▸ Consegna
Elenca tutti i riferimenti normativi (leggi e articoli di legge o della Costituzione) citati nel brano sul riequilibrio di genere negli enti locali.

▸ Brano fornito
========================================

Doppia preferenza, quote di lista, parità numerica nella composizione degli organi di governo.

Verifichiamo l’impatto di genere che queste norme hanno prodotto, iniziando dal Veneto

di Alisa Del Re

La legge 215 del 2012[1] per l’elezione dei consigli comunali introduce, come sistema di riequilibrio di

genere negli organi elettivi di comuni e province, la doppia preferenza e le quote di lista. Questa legge

incide anche sugli statuti degli enti locali con una forza precettiva. Essa infatti modifica l’art.6 comma 3

del Testo Unico degli Enti Locali (TUEL), stabilendo che gli statuti debbano “garantire la presenza di

entrambi i sessi negli organi collegiali non elettivi delle amministrazioni locali”, vincolando il sindaco

nella nomina dell’esecutivo. Gli effetti innovativi prodotti dalla legge sono ovviamente maggiormente

incisivi sia sul fronte della rappresentanza politica che degli organi di governo. Quindi la successiva legge

n.56 del 7 aprile 2014 stabilendo che – all’interno delle giunte dei comuni con più di 3.000 abitanti –

“nessuno dei due sessi può essere rappresentato in misura inferiore al 40 per cento” attiva una parità

numerica di genere, in conformità al principio definito dall’art.51 della Costituzione, diventando il

parametro di legittimità della composizione degli organi di governo.

========================================

▸ Estratto del dataset
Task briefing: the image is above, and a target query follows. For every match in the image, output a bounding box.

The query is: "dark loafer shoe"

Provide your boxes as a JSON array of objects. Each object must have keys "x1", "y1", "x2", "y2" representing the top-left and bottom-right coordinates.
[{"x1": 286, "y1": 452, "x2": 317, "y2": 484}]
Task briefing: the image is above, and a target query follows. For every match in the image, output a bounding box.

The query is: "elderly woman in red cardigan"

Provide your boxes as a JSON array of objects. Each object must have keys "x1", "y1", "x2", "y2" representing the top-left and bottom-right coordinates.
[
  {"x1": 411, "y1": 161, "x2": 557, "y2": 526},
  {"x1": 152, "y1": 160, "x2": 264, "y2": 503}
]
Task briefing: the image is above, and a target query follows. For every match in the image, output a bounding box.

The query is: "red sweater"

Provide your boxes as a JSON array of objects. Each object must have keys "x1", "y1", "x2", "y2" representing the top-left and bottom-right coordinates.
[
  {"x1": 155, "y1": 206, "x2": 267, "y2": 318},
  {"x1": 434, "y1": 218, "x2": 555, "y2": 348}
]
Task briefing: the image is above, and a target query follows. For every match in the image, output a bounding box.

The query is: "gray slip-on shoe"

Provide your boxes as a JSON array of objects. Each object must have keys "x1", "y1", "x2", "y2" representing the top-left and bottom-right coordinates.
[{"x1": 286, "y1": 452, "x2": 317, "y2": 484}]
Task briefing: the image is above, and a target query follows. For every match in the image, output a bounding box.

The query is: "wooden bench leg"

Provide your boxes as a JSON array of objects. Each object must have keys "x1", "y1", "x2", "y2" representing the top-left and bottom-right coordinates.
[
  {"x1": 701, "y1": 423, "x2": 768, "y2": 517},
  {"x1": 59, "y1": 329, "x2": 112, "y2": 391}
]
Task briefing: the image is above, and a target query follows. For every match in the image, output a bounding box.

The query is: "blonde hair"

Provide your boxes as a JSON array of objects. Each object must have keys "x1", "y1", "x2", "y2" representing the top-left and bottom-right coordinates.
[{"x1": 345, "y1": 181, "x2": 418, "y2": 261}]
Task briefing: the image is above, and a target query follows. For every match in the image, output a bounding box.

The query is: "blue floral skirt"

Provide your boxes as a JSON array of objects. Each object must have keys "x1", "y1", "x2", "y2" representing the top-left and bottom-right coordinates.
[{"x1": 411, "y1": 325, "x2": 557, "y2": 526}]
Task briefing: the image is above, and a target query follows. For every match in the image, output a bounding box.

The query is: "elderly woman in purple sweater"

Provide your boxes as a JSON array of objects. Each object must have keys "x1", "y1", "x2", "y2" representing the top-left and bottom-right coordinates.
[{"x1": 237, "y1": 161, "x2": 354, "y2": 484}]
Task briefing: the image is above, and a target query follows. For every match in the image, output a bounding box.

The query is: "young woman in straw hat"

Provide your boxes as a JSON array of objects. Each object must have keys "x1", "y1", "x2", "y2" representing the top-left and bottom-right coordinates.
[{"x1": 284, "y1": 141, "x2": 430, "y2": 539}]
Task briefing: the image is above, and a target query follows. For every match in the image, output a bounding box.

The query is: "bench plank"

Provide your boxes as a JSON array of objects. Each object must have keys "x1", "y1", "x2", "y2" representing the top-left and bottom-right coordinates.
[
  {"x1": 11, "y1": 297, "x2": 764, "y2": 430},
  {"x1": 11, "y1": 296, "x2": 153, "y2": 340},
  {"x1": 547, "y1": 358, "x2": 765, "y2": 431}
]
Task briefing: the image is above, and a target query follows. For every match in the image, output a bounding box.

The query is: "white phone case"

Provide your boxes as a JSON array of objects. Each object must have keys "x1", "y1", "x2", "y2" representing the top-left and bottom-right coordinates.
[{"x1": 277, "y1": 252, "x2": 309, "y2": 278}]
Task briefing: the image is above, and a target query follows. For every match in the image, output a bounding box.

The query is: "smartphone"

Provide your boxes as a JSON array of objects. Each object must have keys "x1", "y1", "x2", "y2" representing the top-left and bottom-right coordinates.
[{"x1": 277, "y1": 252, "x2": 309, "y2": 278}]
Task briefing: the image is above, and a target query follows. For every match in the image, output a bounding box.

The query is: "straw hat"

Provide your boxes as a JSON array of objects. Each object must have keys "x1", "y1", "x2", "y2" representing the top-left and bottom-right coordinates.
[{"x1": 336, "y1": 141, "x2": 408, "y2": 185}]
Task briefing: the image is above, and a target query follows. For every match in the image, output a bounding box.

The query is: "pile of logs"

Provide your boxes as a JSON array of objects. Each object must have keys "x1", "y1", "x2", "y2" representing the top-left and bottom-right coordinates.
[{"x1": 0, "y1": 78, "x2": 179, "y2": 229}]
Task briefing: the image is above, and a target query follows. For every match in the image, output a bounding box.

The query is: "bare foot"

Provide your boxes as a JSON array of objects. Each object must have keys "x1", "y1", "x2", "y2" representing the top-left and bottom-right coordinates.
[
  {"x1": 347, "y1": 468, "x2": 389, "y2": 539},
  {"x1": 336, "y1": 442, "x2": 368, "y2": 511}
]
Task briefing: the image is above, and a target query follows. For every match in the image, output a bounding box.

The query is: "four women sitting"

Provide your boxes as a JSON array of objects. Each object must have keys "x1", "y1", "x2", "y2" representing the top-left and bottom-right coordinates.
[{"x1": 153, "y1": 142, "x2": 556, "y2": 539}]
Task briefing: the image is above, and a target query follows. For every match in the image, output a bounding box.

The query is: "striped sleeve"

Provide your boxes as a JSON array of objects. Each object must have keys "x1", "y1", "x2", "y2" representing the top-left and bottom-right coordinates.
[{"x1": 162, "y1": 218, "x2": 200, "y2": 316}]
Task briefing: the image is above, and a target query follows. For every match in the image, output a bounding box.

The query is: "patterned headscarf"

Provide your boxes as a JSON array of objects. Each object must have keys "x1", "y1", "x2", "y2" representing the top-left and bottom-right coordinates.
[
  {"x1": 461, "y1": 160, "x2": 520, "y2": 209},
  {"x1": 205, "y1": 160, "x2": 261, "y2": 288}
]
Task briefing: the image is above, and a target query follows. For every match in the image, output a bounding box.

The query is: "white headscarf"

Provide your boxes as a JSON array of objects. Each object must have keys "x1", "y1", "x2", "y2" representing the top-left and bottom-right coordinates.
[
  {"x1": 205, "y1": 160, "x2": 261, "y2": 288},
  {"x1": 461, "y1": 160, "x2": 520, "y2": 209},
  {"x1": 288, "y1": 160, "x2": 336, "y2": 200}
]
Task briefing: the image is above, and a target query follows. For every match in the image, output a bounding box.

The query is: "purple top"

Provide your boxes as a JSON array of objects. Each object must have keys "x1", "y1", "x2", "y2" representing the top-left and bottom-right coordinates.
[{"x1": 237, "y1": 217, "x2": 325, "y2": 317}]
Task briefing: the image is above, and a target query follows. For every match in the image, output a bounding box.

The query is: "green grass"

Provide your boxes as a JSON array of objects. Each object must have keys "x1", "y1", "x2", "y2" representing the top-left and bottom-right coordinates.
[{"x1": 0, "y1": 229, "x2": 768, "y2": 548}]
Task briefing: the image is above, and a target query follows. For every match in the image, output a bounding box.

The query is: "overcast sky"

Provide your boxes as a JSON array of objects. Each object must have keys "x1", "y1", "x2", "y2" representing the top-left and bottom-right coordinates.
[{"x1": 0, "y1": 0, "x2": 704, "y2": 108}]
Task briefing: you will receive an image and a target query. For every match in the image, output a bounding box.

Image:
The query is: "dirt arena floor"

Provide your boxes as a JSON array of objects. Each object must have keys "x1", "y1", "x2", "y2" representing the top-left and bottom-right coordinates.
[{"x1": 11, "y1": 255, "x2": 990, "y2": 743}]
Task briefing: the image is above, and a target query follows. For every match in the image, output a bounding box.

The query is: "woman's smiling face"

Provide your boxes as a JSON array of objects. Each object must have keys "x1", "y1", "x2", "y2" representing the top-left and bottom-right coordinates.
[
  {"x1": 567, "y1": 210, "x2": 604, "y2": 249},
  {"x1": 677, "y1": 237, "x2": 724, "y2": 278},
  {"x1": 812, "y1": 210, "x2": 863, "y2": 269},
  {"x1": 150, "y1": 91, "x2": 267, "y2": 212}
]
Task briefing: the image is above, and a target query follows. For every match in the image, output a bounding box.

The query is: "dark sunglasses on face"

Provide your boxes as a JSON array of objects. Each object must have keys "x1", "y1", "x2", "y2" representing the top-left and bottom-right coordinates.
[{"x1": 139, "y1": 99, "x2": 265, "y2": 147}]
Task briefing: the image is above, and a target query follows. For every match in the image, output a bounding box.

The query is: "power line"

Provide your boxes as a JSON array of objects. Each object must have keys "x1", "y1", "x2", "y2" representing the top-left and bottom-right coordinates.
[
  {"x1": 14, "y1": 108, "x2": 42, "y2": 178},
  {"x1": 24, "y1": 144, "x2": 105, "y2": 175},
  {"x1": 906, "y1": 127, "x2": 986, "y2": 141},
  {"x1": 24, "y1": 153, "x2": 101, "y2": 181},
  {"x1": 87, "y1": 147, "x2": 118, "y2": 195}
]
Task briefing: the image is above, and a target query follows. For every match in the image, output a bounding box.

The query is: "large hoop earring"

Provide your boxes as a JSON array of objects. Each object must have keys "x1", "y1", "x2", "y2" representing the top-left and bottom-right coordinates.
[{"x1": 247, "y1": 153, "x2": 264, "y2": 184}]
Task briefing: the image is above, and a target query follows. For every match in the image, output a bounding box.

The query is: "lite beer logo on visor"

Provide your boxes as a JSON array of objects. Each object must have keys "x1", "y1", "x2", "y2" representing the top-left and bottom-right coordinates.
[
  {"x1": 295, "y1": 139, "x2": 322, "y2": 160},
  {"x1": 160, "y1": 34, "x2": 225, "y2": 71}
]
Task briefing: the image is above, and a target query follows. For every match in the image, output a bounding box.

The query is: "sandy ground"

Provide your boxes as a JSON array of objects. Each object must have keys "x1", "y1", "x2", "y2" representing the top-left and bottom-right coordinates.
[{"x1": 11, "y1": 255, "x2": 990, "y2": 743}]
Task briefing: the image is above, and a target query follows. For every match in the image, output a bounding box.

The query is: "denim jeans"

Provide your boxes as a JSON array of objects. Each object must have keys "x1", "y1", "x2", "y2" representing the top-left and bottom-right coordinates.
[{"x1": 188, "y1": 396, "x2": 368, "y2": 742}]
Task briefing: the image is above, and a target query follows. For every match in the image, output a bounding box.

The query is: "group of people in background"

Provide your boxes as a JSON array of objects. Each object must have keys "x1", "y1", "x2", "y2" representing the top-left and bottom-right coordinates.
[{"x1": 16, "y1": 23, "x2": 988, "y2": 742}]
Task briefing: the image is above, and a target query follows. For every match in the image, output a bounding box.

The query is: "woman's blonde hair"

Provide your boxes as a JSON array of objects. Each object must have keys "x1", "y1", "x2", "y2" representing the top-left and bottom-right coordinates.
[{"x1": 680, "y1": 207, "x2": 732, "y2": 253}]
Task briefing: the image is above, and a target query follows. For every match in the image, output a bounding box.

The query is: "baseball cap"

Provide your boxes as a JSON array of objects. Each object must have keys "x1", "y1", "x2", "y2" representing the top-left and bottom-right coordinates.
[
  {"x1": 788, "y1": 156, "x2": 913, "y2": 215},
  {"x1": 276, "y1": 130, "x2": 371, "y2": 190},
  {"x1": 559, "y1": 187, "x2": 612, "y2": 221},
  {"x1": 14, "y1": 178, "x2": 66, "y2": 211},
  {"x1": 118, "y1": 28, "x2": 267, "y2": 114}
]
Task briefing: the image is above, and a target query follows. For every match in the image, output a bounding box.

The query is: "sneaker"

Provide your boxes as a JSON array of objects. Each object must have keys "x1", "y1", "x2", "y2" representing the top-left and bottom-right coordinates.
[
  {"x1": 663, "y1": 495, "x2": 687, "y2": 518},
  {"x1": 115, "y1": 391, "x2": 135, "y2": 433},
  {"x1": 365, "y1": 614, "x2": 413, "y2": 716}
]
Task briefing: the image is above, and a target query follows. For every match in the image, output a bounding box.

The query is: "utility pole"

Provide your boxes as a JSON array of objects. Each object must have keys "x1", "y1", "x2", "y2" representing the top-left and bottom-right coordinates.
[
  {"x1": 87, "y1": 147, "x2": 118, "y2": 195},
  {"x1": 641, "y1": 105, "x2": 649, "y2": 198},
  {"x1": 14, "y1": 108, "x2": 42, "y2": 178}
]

========================================

▸ Risultato atteso
- legge 215 del 2012
- art. 6 comma 3 del Testo Unico degli Enti Locali (TUEL)
- legge n. 56 del 7 aprile 2014
- art. 51 della Costituzione